The problem.
Write out all of the entries below line for line, leaving the pictures out.

Task data.

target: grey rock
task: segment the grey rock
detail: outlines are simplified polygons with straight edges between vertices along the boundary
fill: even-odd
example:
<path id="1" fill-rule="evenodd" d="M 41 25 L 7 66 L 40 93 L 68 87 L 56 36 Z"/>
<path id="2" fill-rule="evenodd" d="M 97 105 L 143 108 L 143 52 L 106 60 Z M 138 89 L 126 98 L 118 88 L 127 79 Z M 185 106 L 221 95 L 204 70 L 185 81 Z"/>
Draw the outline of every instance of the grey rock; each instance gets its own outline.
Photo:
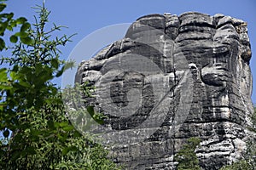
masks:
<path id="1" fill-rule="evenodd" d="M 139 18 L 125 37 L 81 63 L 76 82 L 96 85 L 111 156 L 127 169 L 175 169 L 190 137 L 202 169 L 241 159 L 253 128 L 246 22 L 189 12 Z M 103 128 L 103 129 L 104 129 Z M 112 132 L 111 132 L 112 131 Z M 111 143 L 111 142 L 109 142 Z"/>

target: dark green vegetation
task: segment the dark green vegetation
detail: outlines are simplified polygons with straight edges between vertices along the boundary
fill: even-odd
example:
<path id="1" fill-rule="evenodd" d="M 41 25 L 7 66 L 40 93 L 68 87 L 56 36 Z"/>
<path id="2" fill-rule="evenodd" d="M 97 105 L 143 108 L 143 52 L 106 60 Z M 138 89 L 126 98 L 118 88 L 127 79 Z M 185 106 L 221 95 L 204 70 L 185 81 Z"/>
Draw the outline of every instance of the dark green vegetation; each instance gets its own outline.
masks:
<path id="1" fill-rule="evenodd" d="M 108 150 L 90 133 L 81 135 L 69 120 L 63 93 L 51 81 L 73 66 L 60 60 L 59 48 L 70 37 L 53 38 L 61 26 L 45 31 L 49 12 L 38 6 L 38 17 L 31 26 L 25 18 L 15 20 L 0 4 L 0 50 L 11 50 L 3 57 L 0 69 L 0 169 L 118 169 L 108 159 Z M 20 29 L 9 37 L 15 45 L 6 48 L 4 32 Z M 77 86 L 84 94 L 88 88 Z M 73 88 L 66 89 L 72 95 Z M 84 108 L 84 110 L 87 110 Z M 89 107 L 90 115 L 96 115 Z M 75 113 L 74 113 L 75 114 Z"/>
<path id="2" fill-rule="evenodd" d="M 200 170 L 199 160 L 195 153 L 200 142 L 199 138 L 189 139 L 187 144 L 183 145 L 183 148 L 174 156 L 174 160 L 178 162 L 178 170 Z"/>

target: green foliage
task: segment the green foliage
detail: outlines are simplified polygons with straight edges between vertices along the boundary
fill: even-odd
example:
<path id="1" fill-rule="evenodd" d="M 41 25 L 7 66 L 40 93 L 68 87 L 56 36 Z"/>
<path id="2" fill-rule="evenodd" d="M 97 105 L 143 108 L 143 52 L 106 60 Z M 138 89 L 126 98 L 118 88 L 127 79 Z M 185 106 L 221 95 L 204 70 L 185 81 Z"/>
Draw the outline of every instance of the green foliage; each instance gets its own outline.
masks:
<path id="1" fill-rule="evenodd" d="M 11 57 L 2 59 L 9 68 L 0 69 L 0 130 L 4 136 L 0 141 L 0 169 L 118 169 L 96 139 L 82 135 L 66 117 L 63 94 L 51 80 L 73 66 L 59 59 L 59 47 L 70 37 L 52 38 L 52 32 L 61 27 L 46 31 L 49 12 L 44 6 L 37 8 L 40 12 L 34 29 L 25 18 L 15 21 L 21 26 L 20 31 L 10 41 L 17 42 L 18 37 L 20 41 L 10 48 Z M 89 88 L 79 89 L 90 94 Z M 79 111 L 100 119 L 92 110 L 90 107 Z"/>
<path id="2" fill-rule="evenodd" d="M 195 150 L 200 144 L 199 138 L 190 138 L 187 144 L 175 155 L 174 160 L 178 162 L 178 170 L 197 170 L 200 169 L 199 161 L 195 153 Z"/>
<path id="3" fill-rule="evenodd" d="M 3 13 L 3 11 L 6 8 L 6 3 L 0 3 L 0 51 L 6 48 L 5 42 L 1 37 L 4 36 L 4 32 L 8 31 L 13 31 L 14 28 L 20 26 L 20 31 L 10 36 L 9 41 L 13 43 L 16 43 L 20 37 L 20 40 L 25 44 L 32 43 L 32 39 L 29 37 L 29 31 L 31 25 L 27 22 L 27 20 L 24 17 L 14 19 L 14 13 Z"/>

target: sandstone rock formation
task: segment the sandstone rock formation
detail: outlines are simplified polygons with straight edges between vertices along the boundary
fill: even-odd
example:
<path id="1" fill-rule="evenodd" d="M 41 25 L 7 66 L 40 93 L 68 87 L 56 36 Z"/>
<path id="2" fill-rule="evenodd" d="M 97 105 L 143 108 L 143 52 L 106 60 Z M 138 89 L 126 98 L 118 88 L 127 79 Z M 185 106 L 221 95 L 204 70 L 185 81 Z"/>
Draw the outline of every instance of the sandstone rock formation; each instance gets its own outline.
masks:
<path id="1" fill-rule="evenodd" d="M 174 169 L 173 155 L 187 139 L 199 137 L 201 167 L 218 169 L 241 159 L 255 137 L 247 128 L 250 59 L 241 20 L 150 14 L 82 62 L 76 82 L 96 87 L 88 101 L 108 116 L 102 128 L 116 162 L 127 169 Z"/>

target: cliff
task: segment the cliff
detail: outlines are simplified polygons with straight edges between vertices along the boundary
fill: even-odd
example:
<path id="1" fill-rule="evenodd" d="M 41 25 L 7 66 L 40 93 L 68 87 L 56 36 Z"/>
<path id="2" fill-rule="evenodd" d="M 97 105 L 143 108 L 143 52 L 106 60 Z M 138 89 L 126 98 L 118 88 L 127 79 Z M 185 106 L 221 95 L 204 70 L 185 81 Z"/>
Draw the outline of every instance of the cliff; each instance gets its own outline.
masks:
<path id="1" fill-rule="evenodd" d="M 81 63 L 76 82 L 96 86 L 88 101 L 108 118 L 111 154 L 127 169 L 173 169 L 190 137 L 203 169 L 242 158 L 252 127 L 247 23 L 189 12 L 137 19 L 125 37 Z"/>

Exercise solution.
target: grey rock
task: segment the grey rock
detail: outlines are simplified polygons with straight edges between vertices along the boundary
fill: even-odd
example:
<path id="1" fill-rule="evenodd" d="M 41 25 L 7 66 L 40 93 L 68 87 L 56 36 Z"/>
<path id="2" fill-rule="evenodd" d="M 97 105 L 143 108 L 143 52 L 106 60 Z M 138 89 L 126 98 L 118 88 L 127 79 Z M 185 106 L 221 95 L 204 70 L 185 81 Z"/>
Draw the outline of every instance of the grey rock; each instance gets its own outline.
Photo:
masks:
<path id="1" fill-rule="evenodd" d="M 139 18 L 125 37 L 81 63 L 76 82 L 96 85 L 111 156 L 127 169 L 175 169 L 190 137 L 202 169 L 241 159 L 253 128 L 246 22 L 189 12 Z M 103 128 L 103 129 L 104 129 Z M 112 132 L 111 132 L 112 131 Z M 111 143 L 111 142 L 109 142 Z"/>

target: dark green vegetation
task: segment the dark green vegetation
detail: outlines are simplified polygons with straight edges between vertices along the boundary
fill: even-odd
example:
<path id="1" fill-rule="evenodd" d="M 41 25 L 7 66 L 40 93 L 68 87 L 56 36 Z"/>
<path id="2" fill-rule="evenodd" d="M 97 105 L 143 108 L 143 52 L 106 60 Z M 138 89 L 126 98 L 118 88 L 127 79 Z M 185 106 L 221 95 L 204 70 L 185 81 Z"/>
Draw the outline of every instance of the dark green vegetation; each instance gets its own outline.
masks:
<path id="1" fill-rule="evenodd" d="M 108 150 L 90 133 L 81 135 L 69 120 L 63 93 L 51 81 L 73 66 L 60 60 L 59 48 L 70 37 L 53 38 L 61 26 L 45 31 L 49 12 L 38 6 L 38 17 L 31 26 L 25 18 L 15 20 L 0 4 L 0 50 L 11 50 L 3 57 L 0 69 L 0 169 L 118 169 L 108 159 Z M 20 29 L 9 37 L 15 45 L 6 48 L 4 32 Z M 77 86 L 84 94 L 88 88 Z M 73 88 L 66 89 L 72 95 Z M 84 108 L 84 110 L 87 110 Z M 89 107 L 90 115 L 96 115 Z M 75 113 L 74 113 L 75 114 Z"/>
<path id="2" fill-rule="evenodd" d="M 200 170 L 199 160 L 195 153 L 200 142 L 199 138 L 189 139 L 187 144 L 183 145 L 183 148 L 174 156 L 174 160 L 178 162 L 178 170 Z"/>

target: green foliage
task: segment the green foliage
detail: outlines are simplified polygons with straight edges between vertices along the boundary
fill: even-odd
example:
<path id="1" fill-rule="evenodd" d="M 41 25 L 7 66 L 40 93 L 68 87 L 56 36 Z"/>
<path id="2" fill-rule="evenodd" d="M 97 105 L 143 108 L 143 52 L 106 60 Z M 138 89 L 126 98 L 118 88 L 127 79 Z M 185 106 L 221 95 L 204 70 L 185 81 Z"/>
Draw the outline of every instance of the green foliage; each instance gets its own outline.
masks:
<path id="1" fill-rule="evenodd" d="M 11 57 L 2 59 L 9 68 L 0 69 L 0 130 L 4 136 L 0 141 L 0 169 L 118 169 L 96 139 L 82 135 L 66 117 L 63 94 L 51 80 L 73 66 L 59 59 L 59 47 L 70 37 L 52 38 L 52 32 L 61 27 L 46 31 L 49 12 L 44 6 L 37 8 L 40 12 L 34 29 L 25 18 L 15 21 L 21 26 L 20 31 L 10 41 L 17 42 L 18 37 L 20 41 L 10 48 Z M 89 88 L 79 89 L 90 94 Z M 79 111 L 100 119 L 92 110 L 90 107 Z"/>
<path id="2" fill-rule="evenodd" d="M 195 150 L 200 144 L 199 138 L 190 138 L 187 144 L 175 155 L 174 160 L 178 162 L 178 170 L 197 170 L 200 169 L 199 161 L 195 153 Z"/>
<path id="3" fill-rule="evenodd" d="M 3 13 L 3 11 L 6 8 L 6 3 L 0 3 L 0 51 L 6 48 L 5 42 L 1 37 L 4 36 L 4 32 L 8 31 L 13 31 L 14 28 L 20 26 L 20 31 L 10 36 L 9 41 L 13 43 L 16 43 L 20 37 L 20 40 L 25 44 L 32 43 L 32 39 L 29 37 L 29 31 L 31 25 L 27 22 L 27 20 L 24 17 L 14 19 L 14 13 Z"/>

target: sandstone rock formation
task: segment the sandstone rock formation
detail: outlines are simplified polygons with straight edges between vertices along the boundary
fill: even-odd
example:
<path id="1" fill-rule="evenodd" d="M 41 25 L 7 66 L 40 93 L 68 87 L 56 36 Z"/>
<path id="2" fill-rule="evenodd" d="M 97 105 L 143 108 L 143 52 L 106 60 Z M 138 89 L 126 98 L 118 88 L 127 79 Z M 185 106 L 221 95 L 204 70 L 185 81 Z"/>
Draw the outline of every instance of the sandstone rock formation; each instance gets its own outline.
masks:
<path id="1" fill-rule="evenodd" d="M 174 169 L 173 155 L 187 139 L 199 137 L 201 167 L 218 169 L 241 159 L 255 137 L 247 128 L 250 59 L 241 20 L 150 14 L 82 62 L 76 82 L 96 87 L 88 101 L 108 116 L 102 128 L 116 162 L 127 169 Z"/>

target: cliff
task: segment the cliff
detail: outlines are simplified polygons with straight edges between vertices along the boundary
fill: even-odd
example:
<path id="1" fill-rule="evenodd" d="M 41 25 L 7 66 L 40 93 L 68 87 L 56 36 Z"/>
<path id="2" fill-rule="evenodd" d="M 97 105 L 143 108 L 143 52 L 106 60 Z M 138 89 L 126 98 L 118 88 L 127 79 Z M 185 106 L 221 95 L 204 70 L 185 81 Z"/>
Draw the outline of every instance of the cliff; each instance gets its own outline.
masks:
<path id="1" fill-rule="evenodd" d="M 81 63 L 76 82 L 96 86 L 88 101 L 108 118 L 111 154 L 127 169 L 173 169 L 190 137 L 203 169 L 242 158 L 252 127 L 247 23 L 189 12 L 137 19 L 125 37 Z"/>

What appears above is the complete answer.